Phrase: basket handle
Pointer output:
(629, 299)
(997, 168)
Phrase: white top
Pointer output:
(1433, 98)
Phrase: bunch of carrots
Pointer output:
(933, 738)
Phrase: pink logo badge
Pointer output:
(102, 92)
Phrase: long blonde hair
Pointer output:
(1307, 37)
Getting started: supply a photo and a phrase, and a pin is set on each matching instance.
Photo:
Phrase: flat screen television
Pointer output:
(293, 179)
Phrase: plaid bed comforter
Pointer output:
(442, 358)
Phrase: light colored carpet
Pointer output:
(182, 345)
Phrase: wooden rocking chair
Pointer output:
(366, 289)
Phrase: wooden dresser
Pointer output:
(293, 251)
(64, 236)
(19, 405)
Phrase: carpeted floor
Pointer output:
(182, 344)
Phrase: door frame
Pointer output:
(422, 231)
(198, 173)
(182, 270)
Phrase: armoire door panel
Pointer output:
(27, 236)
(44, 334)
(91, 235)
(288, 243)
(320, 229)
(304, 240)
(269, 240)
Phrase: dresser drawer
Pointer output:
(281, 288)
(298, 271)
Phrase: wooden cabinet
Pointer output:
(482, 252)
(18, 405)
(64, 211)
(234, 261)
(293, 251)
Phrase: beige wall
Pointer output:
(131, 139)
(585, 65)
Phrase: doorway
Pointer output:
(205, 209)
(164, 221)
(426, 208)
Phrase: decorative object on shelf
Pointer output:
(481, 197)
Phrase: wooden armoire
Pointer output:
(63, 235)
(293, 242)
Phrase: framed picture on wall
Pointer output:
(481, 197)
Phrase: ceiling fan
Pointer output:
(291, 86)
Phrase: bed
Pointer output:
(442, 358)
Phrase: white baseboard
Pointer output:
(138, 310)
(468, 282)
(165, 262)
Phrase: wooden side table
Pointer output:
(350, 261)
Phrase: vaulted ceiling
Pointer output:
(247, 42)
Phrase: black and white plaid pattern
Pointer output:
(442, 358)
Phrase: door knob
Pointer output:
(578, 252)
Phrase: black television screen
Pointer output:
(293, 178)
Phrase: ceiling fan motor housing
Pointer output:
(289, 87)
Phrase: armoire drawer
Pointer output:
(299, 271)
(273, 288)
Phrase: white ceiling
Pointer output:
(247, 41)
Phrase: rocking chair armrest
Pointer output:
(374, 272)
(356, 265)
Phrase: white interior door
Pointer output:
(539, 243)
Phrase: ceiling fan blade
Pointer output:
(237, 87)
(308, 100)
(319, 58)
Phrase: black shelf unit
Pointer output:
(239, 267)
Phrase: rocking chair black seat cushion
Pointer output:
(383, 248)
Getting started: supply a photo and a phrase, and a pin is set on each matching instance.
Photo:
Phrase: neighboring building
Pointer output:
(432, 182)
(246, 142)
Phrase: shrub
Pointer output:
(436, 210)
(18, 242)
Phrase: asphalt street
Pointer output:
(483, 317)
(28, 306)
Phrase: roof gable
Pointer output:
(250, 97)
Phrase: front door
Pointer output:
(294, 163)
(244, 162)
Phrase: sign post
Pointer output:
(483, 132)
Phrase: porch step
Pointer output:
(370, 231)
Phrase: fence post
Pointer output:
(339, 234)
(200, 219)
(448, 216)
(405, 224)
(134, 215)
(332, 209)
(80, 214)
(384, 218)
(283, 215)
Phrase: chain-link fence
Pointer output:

YOUR OBJECTIVE: Note each line of the material holding "dresser" and copy it out.

SOLUTION FOR THIS TASK:
Phrase: wooden dresser
Phrase: dresser drawer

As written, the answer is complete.